### [INFORMATION PROVIDED]
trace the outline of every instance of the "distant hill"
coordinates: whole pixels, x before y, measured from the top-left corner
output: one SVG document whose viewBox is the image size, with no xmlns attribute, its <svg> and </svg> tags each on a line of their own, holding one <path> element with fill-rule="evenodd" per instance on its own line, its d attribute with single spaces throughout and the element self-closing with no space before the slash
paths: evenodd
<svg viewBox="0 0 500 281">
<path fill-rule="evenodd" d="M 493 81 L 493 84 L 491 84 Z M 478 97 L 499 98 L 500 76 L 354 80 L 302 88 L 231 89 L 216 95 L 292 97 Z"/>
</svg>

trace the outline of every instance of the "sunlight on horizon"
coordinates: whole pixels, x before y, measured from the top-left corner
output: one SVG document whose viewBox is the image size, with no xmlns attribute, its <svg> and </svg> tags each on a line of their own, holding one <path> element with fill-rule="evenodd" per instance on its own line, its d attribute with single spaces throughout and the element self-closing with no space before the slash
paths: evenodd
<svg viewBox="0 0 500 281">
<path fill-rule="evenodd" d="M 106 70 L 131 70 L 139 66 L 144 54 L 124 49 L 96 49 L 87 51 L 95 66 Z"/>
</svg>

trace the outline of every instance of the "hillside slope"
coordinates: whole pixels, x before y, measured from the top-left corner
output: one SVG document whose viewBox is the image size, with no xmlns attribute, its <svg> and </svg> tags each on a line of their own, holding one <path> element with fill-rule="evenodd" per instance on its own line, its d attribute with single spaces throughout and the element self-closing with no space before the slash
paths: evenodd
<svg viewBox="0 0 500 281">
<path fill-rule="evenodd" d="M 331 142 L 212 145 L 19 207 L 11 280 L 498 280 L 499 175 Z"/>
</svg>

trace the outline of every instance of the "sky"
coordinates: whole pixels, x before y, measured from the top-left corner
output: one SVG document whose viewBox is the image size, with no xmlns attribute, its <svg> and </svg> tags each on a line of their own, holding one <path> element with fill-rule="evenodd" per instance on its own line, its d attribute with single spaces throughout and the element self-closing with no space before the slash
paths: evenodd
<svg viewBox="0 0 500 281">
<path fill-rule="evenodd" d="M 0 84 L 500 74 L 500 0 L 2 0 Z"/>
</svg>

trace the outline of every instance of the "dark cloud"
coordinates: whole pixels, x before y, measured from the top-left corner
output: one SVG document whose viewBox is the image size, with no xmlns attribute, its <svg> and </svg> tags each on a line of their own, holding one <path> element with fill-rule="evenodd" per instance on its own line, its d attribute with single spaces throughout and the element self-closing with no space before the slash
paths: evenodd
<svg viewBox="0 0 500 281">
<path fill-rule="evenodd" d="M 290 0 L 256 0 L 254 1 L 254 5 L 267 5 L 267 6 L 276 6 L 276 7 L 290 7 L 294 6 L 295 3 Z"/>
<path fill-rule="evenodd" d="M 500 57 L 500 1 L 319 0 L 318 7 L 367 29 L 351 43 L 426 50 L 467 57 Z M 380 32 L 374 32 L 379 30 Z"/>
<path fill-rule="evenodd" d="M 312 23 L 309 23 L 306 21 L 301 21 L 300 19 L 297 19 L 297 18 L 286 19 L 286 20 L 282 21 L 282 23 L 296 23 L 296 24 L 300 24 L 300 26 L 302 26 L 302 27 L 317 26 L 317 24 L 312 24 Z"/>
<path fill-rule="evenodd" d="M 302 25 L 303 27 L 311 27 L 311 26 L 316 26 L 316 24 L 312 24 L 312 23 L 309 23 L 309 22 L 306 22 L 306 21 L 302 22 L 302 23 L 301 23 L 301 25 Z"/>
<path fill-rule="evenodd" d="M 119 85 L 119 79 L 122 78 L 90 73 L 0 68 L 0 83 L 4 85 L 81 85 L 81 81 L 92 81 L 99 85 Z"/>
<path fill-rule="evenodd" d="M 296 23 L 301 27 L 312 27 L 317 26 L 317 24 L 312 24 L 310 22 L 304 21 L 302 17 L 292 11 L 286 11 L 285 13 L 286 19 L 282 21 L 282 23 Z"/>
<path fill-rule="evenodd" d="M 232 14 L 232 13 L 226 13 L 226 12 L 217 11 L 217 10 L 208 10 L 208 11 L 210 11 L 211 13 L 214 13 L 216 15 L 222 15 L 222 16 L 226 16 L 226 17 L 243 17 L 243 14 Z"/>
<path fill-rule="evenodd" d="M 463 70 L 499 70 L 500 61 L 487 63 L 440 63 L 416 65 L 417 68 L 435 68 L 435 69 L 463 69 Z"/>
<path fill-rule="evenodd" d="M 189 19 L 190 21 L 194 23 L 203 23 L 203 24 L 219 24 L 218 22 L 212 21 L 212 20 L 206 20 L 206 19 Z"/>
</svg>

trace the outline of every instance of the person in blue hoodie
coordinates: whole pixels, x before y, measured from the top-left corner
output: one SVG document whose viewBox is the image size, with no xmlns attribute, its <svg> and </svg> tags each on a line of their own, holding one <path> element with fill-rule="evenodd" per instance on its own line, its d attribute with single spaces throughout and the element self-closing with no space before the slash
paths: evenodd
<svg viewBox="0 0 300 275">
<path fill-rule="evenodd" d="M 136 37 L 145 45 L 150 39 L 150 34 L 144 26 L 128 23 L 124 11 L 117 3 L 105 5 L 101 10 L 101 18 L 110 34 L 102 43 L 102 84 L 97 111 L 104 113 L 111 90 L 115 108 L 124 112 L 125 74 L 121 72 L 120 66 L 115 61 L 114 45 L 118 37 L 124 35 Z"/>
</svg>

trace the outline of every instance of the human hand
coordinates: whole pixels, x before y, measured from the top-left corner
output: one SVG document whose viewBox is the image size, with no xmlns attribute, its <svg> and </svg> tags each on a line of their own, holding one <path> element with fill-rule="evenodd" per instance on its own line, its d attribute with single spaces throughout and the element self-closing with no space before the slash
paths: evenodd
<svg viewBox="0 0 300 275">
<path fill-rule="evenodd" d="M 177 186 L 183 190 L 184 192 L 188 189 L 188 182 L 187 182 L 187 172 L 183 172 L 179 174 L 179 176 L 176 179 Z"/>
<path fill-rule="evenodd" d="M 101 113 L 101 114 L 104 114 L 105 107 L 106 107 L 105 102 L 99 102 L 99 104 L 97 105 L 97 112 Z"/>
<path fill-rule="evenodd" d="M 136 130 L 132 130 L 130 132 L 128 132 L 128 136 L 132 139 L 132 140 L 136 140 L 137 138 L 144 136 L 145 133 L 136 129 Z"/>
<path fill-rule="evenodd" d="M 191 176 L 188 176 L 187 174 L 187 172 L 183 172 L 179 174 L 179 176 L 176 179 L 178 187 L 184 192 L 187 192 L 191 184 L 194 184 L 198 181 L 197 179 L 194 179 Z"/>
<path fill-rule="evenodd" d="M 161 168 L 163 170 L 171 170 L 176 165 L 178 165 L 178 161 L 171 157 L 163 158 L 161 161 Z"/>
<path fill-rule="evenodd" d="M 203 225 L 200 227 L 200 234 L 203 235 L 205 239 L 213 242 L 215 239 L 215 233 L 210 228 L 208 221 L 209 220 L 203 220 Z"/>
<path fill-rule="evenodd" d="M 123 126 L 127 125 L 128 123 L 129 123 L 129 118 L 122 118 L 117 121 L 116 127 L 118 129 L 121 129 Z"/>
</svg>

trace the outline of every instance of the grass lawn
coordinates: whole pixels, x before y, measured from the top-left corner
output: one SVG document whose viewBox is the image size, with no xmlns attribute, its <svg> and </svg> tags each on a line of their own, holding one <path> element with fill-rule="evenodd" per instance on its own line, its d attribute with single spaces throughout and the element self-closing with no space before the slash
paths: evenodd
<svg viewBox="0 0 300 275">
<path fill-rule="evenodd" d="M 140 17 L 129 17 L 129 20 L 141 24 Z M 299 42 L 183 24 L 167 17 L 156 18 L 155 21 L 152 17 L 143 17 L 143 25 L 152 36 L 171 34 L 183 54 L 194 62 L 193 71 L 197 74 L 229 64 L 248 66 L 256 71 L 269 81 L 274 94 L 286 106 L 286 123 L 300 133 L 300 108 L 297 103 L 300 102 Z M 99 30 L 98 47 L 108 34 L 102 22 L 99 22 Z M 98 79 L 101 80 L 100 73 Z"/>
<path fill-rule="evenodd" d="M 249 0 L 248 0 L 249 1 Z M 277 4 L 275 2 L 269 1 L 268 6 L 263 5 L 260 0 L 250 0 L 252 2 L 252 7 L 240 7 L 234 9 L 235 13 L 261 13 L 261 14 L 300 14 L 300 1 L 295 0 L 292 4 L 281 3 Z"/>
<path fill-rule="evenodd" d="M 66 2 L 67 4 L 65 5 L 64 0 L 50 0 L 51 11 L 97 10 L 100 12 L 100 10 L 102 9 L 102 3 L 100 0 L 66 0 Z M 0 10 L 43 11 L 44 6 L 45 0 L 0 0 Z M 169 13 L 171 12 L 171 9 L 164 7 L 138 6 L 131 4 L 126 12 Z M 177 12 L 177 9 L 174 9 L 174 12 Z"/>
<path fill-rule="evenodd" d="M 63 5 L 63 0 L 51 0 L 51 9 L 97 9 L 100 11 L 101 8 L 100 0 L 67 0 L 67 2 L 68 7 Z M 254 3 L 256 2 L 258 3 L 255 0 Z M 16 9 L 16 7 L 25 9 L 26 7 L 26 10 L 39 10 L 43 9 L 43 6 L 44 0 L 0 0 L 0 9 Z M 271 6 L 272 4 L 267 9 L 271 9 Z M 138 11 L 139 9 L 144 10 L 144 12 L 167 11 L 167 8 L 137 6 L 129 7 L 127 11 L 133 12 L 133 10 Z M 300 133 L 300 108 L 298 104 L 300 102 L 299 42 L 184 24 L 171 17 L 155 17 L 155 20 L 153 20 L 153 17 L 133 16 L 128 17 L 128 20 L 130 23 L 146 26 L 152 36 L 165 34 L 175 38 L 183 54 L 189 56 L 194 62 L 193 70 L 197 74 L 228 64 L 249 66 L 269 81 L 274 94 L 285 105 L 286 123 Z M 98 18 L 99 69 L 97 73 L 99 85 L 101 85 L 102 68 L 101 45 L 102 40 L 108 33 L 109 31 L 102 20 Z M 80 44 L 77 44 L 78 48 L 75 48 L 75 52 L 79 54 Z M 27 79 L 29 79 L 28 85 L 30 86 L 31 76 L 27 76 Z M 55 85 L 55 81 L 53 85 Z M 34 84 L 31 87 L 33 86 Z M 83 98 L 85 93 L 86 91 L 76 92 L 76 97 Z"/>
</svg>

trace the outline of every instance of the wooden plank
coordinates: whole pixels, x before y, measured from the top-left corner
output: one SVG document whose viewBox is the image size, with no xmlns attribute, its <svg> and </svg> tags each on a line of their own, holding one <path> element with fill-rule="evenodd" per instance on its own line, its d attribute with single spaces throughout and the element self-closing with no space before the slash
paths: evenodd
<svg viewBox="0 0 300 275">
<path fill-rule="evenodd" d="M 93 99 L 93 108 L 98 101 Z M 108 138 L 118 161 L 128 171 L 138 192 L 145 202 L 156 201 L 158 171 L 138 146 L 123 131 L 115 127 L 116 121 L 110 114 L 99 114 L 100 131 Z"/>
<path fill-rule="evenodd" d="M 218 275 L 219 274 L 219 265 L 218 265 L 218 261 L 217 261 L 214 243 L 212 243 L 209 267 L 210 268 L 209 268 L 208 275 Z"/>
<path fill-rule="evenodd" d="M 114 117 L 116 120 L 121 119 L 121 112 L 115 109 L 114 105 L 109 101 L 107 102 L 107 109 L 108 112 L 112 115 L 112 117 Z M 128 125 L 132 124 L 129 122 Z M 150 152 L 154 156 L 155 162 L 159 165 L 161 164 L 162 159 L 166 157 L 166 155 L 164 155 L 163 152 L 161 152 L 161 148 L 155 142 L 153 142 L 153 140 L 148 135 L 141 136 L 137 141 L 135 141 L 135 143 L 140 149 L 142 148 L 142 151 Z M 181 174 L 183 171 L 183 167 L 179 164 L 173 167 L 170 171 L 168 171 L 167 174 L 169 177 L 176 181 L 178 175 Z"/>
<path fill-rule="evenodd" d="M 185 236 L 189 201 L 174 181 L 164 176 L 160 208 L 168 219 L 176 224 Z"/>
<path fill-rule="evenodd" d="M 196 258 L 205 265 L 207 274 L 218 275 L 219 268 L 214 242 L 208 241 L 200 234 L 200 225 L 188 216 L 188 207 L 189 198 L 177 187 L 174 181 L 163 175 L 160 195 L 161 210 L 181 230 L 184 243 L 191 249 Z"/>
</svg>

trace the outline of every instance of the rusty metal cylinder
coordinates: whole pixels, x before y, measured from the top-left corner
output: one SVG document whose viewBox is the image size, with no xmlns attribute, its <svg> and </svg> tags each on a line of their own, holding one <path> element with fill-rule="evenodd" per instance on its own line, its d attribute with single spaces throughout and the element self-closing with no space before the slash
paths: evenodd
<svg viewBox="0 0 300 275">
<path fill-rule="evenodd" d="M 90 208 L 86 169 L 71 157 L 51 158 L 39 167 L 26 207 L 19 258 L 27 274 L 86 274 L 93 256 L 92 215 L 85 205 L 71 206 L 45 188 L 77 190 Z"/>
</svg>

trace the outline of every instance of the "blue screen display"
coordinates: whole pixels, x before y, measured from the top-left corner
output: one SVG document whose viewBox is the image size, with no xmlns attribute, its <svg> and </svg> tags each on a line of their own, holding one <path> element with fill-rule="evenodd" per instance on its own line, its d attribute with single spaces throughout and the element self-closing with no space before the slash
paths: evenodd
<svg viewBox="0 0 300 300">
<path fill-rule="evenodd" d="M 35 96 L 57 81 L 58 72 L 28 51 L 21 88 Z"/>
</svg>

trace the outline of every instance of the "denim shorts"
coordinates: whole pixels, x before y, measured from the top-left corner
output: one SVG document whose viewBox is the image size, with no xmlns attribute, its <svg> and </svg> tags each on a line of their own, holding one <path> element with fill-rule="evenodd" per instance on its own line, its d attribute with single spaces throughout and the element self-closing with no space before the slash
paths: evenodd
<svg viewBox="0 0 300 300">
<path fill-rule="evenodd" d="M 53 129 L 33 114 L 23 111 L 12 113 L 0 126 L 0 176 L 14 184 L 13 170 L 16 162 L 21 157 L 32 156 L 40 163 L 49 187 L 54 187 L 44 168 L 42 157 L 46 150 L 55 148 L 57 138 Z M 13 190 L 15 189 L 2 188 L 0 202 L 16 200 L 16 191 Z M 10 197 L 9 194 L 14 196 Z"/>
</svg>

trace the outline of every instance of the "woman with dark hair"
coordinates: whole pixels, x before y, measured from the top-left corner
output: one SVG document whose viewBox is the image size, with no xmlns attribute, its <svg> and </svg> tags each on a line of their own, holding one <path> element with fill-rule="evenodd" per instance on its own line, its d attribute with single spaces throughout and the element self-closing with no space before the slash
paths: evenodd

### [WHAT THE EXERCISE ASKS]
The records are given above. Copy each line in them that holds "dark".

### [RESPONSE BOX]
trace the outline of every instance of the "dark cloud"
trace the outline of every instance of the "woman with dark hair"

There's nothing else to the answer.